# RECORDS FOR PROCESSING:
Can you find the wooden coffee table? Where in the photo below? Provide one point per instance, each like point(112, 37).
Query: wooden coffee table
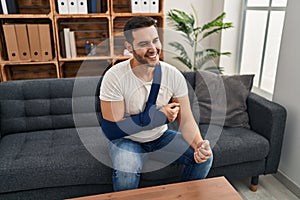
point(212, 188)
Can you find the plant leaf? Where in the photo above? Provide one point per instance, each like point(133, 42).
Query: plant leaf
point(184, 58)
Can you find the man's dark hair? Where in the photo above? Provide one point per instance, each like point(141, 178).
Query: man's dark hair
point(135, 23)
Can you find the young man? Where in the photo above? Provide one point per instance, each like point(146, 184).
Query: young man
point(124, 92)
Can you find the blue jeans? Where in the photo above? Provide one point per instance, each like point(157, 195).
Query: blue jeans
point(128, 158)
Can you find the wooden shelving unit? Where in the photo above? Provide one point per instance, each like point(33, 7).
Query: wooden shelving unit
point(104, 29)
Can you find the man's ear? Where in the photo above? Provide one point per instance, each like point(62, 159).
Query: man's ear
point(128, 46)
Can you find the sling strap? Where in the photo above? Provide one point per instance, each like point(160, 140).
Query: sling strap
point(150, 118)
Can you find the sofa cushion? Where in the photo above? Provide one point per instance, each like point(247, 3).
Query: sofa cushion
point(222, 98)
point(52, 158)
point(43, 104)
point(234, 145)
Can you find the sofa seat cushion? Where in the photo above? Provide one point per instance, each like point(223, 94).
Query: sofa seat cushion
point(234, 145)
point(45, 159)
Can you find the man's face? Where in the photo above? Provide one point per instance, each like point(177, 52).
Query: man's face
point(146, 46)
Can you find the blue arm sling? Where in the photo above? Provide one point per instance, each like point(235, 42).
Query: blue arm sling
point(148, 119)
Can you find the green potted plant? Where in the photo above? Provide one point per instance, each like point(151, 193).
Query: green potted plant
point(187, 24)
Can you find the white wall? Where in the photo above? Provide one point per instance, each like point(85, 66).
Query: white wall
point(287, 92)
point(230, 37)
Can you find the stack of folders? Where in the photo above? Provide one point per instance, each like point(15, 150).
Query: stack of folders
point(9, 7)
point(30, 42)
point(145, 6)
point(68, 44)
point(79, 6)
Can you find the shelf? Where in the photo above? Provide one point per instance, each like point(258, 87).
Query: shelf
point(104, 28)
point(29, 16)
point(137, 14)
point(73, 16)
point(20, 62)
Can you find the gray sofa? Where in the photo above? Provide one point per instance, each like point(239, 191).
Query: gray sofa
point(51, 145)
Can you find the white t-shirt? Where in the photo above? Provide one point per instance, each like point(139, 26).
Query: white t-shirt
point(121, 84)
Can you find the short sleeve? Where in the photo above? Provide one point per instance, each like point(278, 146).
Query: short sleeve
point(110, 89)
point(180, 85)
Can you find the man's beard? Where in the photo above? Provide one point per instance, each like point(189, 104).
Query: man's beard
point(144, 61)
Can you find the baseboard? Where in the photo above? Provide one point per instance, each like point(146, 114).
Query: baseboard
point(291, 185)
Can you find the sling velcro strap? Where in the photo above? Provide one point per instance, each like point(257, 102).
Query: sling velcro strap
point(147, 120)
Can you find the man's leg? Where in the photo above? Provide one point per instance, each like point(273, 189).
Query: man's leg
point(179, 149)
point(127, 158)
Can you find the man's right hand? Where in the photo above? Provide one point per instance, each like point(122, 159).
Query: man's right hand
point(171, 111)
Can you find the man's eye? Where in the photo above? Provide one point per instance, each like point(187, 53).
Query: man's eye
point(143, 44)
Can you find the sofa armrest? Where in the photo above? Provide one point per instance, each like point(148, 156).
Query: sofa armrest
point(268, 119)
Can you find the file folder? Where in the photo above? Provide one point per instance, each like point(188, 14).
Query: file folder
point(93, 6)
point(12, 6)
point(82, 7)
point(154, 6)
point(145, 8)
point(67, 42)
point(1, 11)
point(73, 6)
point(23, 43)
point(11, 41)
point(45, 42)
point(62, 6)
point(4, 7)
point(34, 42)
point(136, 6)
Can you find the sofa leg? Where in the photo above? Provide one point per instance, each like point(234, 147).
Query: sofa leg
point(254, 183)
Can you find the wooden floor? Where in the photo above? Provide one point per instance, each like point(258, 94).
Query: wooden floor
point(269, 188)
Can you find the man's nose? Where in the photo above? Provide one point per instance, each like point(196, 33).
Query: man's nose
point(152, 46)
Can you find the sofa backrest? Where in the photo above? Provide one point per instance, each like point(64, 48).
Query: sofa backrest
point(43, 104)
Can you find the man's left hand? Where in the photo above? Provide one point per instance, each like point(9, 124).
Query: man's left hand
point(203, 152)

--

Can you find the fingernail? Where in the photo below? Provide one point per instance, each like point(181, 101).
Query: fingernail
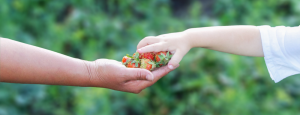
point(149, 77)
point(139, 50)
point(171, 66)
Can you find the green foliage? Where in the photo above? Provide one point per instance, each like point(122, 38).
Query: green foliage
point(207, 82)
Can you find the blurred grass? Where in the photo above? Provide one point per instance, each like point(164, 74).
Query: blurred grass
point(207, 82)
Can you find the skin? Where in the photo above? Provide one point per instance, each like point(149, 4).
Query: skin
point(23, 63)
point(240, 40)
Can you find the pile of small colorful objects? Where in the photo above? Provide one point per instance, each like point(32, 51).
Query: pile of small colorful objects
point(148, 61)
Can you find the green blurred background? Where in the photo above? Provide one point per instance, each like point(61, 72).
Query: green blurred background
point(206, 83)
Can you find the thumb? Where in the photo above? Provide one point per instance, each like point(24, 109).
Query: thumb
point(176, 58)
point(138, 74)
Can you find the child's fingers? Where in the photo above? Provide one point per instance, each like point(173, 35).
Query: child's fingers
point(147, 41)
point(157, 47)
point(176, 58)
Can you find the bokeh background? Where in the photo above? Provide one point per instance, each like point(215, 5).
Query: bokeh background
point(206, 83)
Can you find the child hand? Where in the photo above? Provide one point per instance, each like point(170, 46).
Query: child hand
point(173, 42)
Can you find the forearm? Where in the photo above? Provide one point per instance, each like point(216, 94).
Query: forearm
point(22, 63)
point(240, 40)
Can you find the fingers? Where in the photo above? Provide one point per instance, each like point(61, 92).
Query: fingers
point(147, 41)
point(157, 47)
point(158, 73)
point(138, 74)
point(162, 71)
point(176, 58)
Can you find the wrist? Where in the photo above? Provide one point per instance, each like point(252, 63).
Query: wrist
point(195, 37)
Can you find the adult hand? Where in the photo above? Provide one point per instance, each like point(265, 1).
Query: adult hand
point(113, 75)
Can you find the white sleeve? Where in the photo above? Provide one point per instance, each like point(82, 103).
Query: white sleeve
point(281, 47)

--

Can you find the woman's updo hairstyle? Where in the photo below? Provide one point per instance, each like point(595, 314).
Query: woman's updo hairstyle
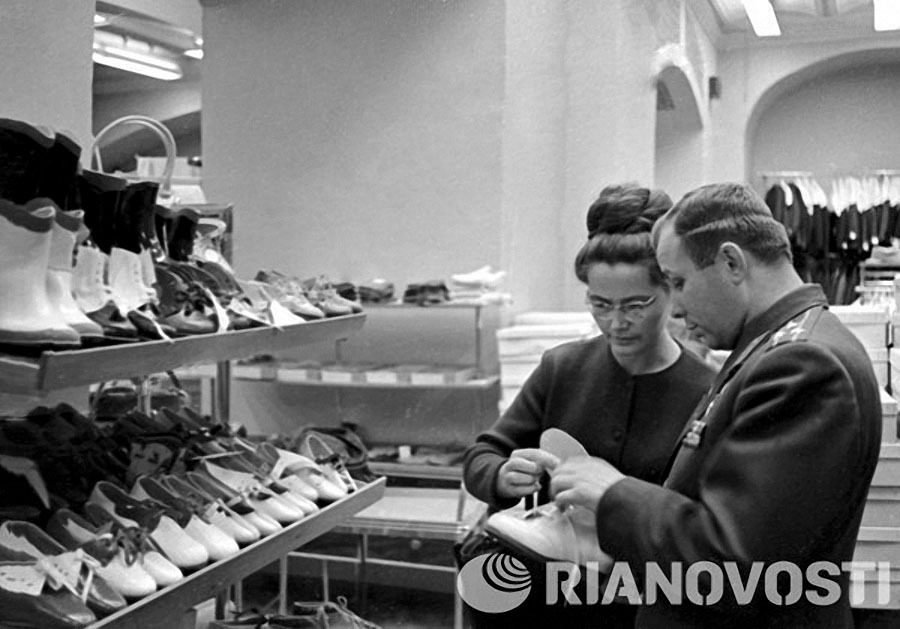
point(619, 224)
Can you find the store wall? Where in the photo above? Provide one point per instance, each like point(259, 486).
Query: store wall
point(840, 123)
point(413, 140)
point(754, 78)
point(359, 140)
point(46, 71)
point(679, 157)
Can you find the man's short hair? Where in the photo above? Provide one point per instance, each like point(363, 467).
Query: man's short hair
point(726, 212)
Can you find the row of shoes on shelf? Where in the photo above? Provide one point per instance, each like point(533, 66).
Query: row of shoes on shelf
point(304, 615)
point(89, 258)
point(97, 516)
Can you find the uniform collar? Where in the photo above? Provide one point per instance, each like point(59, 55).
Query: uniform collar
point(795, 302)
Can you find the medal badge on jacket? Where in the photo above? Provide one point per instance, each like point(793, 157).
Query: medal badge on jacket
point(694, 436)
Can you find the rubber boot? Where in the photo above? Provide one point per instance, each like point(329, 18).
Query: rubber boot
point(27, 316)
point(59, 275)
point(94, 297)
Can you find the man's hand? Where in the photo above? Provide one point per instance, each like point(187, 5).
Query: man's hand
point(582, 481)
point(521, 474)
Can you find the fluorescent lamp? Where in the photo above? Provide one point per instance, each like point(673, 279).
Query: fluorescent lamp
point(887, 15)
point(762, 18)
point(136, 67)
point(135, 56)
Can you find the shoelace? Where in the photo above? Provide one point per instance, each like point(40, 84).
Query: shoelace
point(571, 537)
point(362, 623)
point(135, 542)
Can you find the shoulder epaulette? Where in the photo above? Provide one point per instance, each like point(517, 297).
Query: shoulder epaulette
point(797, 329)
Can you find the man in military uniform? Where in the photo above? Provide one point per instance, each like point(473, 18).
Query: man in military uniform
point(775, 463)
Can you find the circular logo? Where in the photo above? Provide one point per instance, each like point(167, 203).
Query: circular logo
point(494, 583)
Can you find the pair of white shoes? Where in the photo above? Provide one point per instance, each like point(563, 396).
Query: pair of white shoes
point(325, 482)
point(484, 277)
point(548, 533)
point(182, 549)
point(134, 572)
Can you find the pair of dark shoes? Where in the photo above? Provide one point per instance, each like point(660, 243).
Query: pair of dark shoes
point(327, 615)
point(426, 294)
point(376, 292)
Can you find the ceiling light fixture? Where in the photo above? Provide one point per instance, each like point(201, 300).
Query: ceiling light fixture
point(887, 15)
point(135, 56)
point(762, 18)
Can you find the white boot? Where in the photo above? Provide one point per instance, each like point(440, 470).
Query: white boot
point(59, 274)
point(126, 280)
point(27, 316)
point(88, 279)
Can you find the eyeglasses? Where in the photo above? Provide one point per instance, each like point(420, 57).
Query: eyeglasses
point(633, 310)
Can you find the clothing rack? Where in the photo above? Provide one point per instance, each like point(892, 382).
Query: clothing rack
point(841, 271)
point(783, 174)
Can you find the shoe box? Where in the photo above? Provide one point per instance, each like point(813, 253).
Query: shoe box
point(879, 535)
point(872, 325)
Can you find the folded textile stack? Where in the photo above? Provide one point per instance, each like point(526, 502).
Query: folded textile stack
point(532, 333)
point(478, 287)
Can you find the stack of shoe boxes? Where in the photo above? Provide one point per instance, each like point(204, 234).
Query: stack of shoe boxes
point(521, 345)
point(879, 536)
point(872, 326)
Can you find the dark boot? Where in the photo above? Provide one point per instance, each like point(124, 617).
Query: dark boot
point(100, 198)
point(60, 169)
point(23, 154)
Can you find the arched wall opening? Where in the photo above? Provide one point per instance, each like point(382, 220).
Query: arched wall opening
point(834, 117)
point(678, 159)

# TASK STATEMENT:
Retype, without any alteration, the lines in the entries above, from the line containing "Can you find the sofa armrest?" through the line containing "point(203, 152)", with both of those lines included.

# TASK SOLUTION:
Can you find the sofa armrest? Where in the photo above? Provide one point per instance, each like point(148, 156).
Query: sofa armrest
point(268, 119)
Can you find the file folder? Where in the photo above? Provide one point per instance, each like point(188, 14).
Query: file folder
point(93, 6)
point(12, 6)
point(82, 7)
point(154, 6)
point(145, 8)
point(67, 42)
point(1, 11)
point(73, 6)
point(23, 43)
point(11, 41)
point(45, 42)
point(62, 6)
point(4, 7)
point(34, 42)
point(136, 6)
Can you find the sofa leg? Where in the photo above? Provide one point per instance, each like point(234, 147).
Query: sofa leg
point(254, 183)
Can you find the wooden floor? Where in the photo above? Provide one point per instance, each like point(258, 94).
Query: wooden floor
point(269, 188)
Can you find the man's nose? Where in the photo above? Provide one point per instance, each like point(196, 33).
Query: man's nose
point(152, 46)
Can you find the sofa backrest? Where in the photo above? Provide one point per instance, each like point(64, 48).
Query: sofa backrest
point(43, 104)
Can you find the man's left hand? Where in the photo above? Provide one point per instance, each like point(9, 124).
Query: man's left hand
point(203, 152)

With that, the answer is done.